— Text section —
■ ■ ■ ■ ■

This paper considers questions of the following types: Given the graph X, what can be said about graphs Y such that whenever the vertices (or the edges) of Y are colored with \(\gamma\) colors, then Y contains a monocolored copy of X (or a monocolored copy of X as an induced subgraph)? Amongst the results are the following. Result 1. If X is a graph on the regular infinite cardinal \(\kappa\), then there is Y on \(2^{\kappa}\) vertices such that every vertex coloring of Y by \(\kappa\) colors has an induced monocolored copy of X; moreover for all ordinals \(\alpha\) such that X does not contain the complete graph \(K_{\alpha}\) on a set of order type \(\alpha\), also Y does not contain \(K_{\alpha}\). Result 2. It is consistent that Result 1 holds for Y on \(\kappa^+\) vertices and \(\kappa^+<2^{\kappa}\). Result 3. It is consistent that there is a graph X on \(\omega_ 1\) vertices for which there is no Y with the property that whenever the edges of Y are colored with two colors, then Y contains an induced monocolored copy of X. (The graph X is actually a bipartite graph on \(\omega\) and \(\omega_ 1\) vertices.) This third result is somewhat unexpected; it was shown by P. Erdős, A. Hajnal and L. Posa [Infinite finite sets, Colloq. Keszthely 1973, Colloq. Math. Soc. Janos Bolyai 10, 585-595 (1975; Zbl 0312.05123)] that such Y does exist whenever \(| X| \leq \omega\).

■ ■ ■ ■ ■

— Goal —
Decide whether each statement below agrees with the graph coloring abstract above, answering yes or no and quoting the deciding words. 1. Result 2 is presented as a consistency result about Y on \(\kappa^+\) vertices. 2. The graph X in Result 3 is bipartite. 3. Erdős, Hajnal and Posa showed that such Y exists only when \(| X|\) is greater than \(\omega\).

(Location annotation dataset excerpts)
■ ■ ■ ■ ■

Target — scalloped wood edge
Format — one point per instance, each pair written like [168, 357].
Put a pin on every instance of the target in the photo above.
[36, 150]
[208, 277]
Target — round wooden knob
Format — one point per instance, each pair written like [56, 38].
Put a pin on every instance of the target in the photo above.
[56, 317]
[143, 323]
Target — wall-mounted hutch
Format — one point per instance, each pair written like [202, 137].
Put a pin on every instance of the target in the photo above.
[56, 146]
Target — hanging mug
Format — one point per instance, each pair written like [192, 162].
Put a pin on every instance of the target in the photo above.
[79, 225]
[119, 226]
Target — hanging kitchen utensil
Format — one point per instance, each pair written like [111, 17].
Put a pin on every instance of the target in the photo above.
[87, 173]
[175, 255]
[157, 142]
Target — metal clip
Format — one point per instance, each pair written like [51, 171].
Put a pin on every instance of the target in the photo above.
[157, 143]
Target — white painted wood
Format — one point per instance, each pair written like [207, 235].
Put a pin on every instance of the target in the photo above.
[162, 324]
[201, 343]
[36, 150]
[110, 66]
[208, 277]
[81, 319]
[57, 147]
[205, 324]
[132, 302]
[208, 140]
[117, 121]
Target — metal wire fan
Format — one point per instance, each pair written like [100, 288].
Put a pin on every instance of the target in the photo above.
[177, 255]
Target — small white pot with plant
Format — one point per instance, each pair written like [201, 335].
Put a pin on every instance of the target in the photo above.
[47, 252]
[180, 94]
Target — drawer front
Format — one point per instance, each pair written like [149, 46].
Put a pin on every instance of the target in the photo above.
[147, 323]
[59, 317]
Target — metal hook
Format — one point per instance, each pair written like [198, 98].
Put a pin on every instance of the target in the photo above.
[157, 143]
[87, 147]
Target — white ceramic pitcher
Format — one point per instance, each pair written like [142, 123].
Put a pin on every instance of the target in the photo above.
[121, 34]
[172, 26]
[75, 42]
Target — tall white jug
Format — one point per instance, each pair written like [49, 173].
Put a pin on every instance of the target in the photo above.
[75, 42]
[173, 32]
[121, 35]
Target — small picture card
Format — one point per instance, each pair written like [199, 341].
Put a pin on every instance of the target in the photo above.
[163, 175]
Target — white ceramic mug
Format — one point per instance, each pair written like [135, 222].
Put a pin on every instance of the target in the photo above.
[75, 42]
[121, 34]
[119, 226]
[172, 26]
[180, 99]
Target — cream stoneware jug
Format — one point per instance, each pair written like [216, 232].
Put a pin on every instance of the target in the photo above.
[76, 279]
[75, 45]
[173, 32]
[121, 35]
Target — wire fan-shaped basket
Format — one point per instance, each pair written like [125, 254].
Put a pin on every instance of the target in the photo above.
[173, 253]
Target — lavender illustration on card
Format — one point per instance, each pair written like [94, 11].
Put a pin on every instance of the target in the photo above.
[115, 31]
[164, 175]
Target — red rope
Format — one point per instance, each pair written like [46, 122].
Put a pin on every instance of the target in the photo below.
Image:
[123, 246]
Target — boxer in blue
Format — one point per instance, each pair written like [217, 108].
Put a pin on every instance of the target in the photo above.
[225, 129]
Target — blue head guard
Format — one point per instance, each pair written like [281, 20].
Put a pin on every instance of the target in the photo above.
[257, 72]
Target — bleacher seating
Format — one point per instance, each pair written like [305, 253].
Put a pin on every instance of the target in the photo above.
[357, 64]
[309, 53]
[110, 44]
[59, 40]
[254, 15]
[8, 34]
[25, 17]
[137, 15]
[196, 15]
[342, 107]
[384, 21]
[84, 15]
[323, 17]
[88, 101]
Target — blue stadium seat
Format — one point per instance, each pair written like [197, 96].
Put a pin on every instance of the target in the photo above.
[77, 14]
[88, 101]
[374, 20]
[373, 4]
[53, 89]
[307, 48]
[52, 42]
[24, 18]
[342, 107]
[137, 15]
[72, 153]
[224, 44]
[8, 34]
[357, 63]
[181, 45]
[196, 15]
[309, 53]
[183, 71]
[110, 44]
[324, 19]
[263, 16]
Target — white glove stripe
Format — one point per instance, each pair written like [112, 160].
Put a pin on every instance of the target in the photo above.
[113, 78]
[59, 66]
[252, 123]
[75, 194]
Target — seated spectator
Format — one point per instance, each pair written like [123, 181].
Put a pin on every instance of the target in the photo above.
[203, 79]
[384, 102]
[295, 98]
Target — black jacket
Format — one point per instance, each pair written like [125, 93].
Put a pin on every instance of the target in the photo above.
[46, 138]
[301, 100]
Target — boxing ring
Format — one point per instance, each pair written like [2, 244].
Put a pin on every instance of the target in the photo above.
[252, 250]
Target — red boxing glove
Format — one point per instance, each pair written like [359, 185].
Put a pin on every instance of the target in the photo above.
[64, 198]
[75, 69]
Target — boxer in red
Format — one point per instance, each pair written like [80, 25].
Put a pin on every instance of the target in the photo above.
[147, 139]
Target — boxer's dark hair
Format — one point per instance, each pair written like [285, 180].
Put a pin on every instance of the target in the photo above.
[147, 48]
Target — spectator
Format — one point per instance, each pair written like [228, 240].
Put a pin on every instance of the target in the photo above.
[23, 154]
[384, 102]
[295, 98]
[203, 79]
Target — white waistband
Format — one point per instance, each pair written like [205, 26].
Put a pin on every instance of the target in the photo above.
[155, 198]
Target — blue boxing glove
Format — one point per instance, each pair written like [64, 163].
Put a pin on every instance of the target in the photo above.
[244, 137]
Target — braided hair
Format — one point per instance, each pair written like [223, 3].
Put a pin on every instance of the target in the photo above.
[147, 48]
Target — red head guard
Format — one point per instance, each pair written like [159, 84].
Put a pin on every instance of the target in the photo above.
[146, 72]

■ ■ ■ ■ ■

— Full output —
1. Yes: "It is consistent that Result 1 holds for Y on \(\kappa^+\) vertices and \(\kappa^+<2^{\kappa}\)."
2. Yes: "The graph X is actually a bipartite graph on \(\omega\) and \(\omega_ 1\) vertices."
3. No: "that such Y does exist whenever \(| X| \leq \omega\)."